### [What is needed]
Would you please repeat the data exactly as given?

### [Supplied material]
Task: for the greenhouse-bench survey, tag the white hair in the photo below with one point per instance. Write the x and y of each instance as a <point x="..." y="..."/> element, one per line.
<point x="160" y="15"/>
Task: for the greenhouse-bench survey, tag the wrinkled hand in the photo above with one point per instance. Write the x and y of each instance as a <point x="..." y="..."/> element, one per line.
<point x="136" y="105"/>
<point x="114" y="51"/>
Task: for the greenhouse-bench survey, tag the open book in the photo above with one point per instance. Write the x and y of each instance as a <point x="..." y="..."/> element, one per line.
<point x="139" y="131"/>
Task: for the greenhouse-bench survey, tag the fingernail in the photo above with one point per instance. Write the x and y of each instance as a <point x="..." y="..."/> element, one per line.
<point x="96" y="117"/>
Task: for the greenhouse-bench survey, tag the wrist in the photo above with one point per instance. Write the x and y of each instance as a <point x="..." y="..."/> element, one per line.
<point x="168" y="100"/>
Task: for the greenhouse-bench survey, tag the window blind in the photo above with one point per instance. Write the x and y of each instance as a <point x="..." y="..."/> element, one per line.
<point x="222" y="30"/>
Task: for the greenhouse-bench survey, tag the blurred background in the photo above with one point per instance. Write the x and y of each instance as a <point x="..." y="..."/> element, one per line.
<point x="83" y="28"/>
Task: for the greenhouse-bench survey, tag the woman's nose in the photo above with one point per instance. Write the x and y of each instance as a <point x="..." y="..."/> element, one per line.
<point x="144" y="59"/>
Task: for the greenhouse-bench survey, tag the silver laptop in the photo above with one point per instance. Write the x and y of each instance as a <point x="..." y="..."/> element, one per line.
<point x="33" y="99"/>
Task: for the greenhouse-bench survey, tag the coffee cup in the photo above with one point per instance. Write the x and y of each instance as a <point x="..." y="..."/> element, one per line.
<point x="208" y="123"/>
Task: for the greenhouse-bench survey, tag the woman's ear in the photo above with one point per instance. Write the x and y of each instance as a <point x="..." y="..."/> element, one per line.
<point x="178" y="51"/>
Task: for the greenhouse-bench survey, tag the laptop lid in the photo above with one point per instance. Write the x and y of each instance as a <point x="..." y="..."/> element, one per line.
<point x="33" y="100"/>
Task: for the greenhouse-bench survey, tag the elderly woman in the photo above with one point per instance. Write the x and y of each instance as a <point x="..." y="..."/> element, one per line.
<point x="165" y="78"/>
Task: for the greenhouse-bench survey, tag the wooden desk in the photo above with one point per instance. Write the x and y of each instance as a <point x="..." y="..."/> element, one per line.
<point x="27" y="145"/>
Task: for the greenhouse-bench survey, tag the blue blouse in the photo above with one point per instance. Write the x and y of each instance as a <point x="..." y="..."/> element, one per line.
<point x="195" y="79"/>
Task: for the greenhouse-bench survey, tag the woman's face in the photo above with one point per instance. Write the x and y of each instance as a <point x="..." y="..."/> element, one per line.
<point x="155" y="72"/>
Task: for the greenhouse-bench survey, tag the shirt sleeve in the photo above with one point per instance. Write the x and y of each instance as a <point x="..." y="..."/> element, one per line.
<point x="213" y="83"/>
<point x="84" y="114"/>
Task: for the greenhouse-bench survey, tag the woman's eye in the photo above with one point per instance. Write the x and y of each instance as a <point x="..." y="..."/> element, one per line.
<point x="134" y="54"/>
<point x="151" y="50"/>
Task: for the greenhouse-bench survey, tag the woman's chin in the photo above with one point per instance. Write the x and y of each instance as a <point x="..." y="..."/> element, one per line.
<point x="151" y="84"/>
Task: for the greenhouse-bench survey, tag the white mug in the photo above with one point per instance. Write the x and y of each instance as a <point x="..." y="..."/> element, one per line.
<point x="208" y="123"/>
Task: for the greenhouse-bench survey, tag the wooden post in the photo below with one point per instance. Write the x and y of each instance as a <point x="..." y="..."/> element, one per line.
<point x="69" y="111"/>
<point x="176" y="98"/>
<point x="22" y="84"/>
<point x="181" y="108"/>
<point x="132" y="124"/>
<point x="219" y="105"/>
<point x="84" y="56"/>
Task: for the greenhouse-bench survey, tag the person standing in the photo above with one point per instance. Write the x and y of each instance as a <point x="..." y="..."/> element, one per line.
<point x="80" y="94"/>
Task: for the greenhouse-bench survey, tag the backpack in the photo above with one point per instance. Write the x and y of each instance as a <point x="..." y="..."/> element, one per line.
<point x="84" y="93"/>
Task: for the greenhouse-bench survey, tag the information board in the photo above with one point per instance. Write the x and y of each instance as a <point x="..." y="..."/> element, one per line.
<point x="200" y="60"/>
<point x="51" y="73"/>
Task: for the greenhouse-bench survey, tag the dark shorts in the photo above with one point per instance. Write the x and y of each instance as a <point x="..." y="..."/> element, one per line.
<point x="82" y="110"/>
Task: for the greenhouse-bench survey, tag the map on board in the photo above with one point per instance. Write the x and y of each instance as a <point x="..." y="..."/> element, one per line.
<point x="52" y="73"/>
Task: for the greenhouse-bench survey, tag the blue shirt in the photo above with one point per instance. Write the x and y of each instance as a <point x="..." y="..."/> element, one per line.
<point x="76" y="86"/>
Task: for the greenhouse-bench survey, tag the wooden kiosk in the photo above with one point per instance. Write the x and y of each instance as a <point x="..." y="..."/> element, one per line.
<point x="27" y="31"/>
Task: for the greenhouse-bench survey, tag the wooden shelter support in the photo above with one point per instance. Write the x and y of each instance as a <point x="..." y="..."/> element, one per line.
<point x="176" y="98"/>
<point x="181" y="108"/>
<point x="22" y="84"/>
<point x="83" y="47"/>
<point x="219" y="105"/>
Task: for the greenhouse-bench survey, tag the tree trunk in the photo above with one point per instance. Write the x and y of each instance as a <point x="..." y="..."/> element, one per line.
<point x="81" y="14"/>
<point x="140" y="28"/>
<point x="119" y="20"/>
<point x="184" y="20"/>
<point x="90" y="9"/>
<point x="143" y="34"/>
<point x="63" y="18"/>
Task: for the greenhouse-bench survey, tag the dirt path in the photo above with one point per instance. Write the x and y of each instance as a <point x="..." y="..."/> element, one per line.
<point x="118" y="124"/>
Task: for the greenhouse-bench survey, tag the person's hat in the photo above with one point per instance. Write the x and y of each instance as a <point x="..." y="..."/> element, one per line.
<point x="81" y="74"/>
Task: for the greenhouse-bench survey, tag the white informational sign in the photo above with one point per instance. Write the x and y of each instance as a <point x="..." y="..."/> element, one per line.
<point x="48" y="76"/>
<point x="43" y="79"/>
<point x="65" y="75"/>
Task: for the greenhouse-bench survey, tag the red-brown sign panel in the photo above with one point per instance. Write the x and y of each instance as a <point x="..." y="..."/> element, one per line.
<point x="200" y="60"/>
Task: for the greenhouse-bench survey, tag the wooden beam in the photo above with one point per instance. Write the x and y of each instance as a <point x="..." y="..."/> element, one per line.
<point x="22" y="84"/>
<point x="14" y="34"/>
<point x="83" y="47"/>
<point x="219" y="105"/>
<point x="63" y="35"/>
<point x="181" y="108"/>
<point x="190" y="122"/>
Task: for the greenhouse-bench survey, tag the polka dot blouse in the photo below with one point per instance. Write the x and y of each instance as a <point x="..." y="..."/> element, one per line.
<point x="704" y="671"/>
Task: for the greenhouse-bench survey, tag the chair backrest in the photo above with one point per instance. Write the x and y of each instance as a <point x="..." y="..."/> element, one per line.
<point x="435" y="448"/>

### [Answer space]
Task: for the greenhouse-bench survey, tag the white hair in the photo below with one point per instance. Write the x and y of each instance as a <point x="..." y="..."/> element, one per line.
<point x="160" y="15"/>
Task: for the greenhouse-bench survey, tag the wrinkled hand in the photo above with one point per instance. Write the x and y of each instance as a <point x="..." y="..."/> element, one per line.
<point x="136" y="105"/>
<point x="114" y="51"/>
Task: for the greenhouse-bench survey, tag the open book in the photo above with one point per instance. Write the x and y of each instance as a <point x="..." y="..."/> element, one per line.
<point x="139" y="131"/>
Task: for the greenhouse-bench survey, tag the fingernail in the photo above with one point per instance. Write the x and y of each instance as a <point x="..." y="..."/> element, one per line.
<point x="96" y="117"/>
Task: for the greenhouse-bench survey, tag the wrist in the photo above with one point per instance. Write the x and y of each instance as a <point x="..." y="..."/> element, one per line.
<point x="168" y="100"/>
Task: for the greenhouse-bench survey, tag the window blind in the photo above with one point per instance. Write the x and y of each instance as a <point x="..." y="..."/> element, one per line.
<point x="222" y="30"/>
Task: for the greenhouse-bench survey, tag the blurred background in the photo above with one point per instance. Write the x and y of each instance as a <point x="..." y="..."/> element, one per line.
<point x="83" y="28"/>
Task: for the greenhouse-bench survey, tag the woman's nose in the photo above with one point per instance. Write the x and y of each instance as a <point x="..." y="..."/> element, one per line.
<point x="144" y="59"/>
Task: for the greenhouse-bench survey, tag the silver laptop in the photo above with one point per instance. Write the x and y of each instance as a <point x="..." y="..."/> element, one per line.
<point x="33" y="99"/>
Task: for the greenhouse-bench survey, tag the coffee cup in the photo above with one point per instance. Write the x and y of each instance as a <point x="..." y="..."/> element, one per line.
<point x="208" y="123"/>
Task: for the greenhouse-bench survey, tag the woman's ear in the photo above with one point per instance. Write the x and y of each instance as a <point x="..." y="..."/> element, one per line.
<point x="178" y="51"/>
Task: for the greenhouse-bench survey, tag the laptop lid in the photo above with one point per instance. Write the x and y of each instance as a <point x="..." y="..."/> element, one per line.
<point x="33" y="100"/>
Task: for the greenhouse-bench survey, tag the elderly woman in the photo above with one point per instance. Write the x and y of each instance as a <point x="..." y="..."/> element, one per line.
<point x="165" y="78"/>
Task: for the greenhouse-bench survey, tag the wooden desk in the photo above with one point per instance. Write the x and y of each instance as a <point x="..." y="..."/> element, one per line.
<point x="27" y="145"/>
Task: for the greenhouse-bench survey, tag the blue blouse in the photo above with one point per instance. Write the x and y of each instance as a <point x="..." y="..."/> element, one per line.
<point x="195" y="79"/>
Task: for the greenhouse-bench survey, tag the woman's face in the photo above with one point per instance. Write the x and y of each instance as a <point x="..." y="..."/> element, one per line.
<point x="155" y="72"/>
Task: for the greenhouse-bench survey, tag the shirt sleeve in the photo above with one point per instance. Write the x and y of each instance as a <point x="..." y="..."/> element, one per line.
<point x="213" y="83"/>
<point x="84" y="114"/>
Task: for the greenhouse-bench survey, tag the woman's eye in the photo above with one point per instance. Write the x and y of each instance as a <point x="..." y="..."/> element, one per line.
<point x="134" y="54"/>
<point x="151" y="50"/>
Task: for the greenhouse-bench survey, tag the woman's chin in the photo above with one point per instance. Write the x and y of each instance as a <point x="..." y="..."/> element, one per line.
<point x="151" y="84"/>
Task: for the greenhouse-bench survey, tag the white mug in the photo above with one point per instance. Write the x and y of each instance as a <point x="..." y="..."/> element, one per line.
<point x="208" y="123"/>
Task: for the greenhouse-bench survey, tag the wooden post in the photo below with one point per instance. Write the x and y of each instance as a <point x="..." y="..."/> element, one per line.
<point x="69" y="111"/>
<point x="176" y="98"/>
<point x="22" y="84"/>
<point x="181" y="108"/>
<point x="132" y="124"/>
<point x="219" y="105"/>
<point x="84" y="56"/>
Task: for the greenhouse-bench survey, tag the person standing in the photo above with one point per instance. Write the x and y of each instance as a <point x="..." y="..."/> element, one per line.
<point x="80" y="94"/>
Task: for the greenhouse-bench survey, tag the backpack in the photo above with one point per instance. Write the x and y of each instance as a <point x="..." y="..."/> element, one per line.
<point x="84" y="93"/>
Task: for the greenhouse-bench survey, tag the information board in the photo above with one point per instance. Write the x and y of each instance as a <point x="..." y="..."/> element, one per line.
<point x="200" y="60"/>
<point x="51" y="73"/>
Task: for the greenhouse-bench survey, tag the dark shorts in the photo above with one point per instance. Write the x and y of each instance as a <point x="..." y="..."/> element, one per line.
<point x="82" y="110"/>
Task: for the greenhouse-bench survey, tag the map on board in the photo above with one point per instance. Write the x and y of each instance as a <point x="..." y="..."/> element, one per line.
<point x="52" y="73"/>
Task: for the greenhouse-bench survey, tag the blue shirt in the photo above with one point per instance. Write the x and y of each instance as a <point x="..." y="..."/> element, one per line.
<point x="76" y="86"/>
Task: for the greenhouse-bench survey, tag the wooden kiosk in the photo above with one point per instance. Write the x and y of each instance as a <point x="..." y="..."/> element, one per line.
<point x="27" y="31"/>
Task: for the greenhouse-bench survey, tag the wooden shelter support in the photo above with one point per instance. Write the x and y of each instance as a <point x="..." y="..."/> element, one per line.
<point x="176" y="98"/>
<point x="181" y="108"/>
<point x="22" y="84"/>
<point x="83" y="47"/>
<point x="219" y="105"/>
Task: for the greenhouse-bench survey, tag the tree trunk in the photo above with one point per instance. Write the x and y of each instance as a <point x="..." y="..."/> element, one per line.
<point x="81" y="14"/>
<point x="140" y="28"/>
<point x="119" y="20"/>
<point x="184" y="20"/>
<point x="90" y="9"/>
<point x="143" y="34"/>
<point x="63" y="18"/>
Task: for the greenhouse-bench survey, tag the dirt path in the photo above with one point per instance. Write the x and y of each instance as a <point x="..." y="..."/> element, one per line.
<point x="118" y="124"/>
Task: for the greenhouse-bench survey, tag the person's hat in the photo above with one point per instance. Write the x and y of each instance as a <point x="..." y="..."/> element, one per line.
<point x="81" y="74"/>
Task: for the greenhouse-bench survey, tag the white informational sign in the photo above with one point per instance. Write the x and y of each instance as a <point x="..." y="..."/> element, one per line.
<point x="48" y="76"/>
<point x="43" y="79"/>
<point x="65" y="75"/>
Task: for the greenhouse-bench survey, tag the red-brown sign panel in the photo above with one point per instance. Write the x and y of each instance as a <point x="..." y="..."/> element, one per line.
<point x="200" y="60"/>
Task: for the greenhouse-bench survey, tag the wooden beam in the photo above with one point per instance. Write the x and y of each instance as a <point x="..." y="..."/> element, one per line.
<point x="22" y="84"/>
<point x="14" y="34"/>
<point x="83" y="47"/>
<point x="219" y="105"/>
<point x="63" y="35"/>
<point x="181" y="108"/>
<point x="190" y="122"/>
Task: for the greenhouse-bench survey, tag the polka dot blouse in the photo below with one point per instance. Write the x and y of each instance as a <point x="..." y="..."/> element, one per line.
<point x="704" y="671"/>
Task: for the greenhouse-bench survey, tag the chair backrest in the photo above with one point per instance. Write the x and y of each instance as a <point x="..." y="..."/> element, one per line.
<point x="435" y="448"/>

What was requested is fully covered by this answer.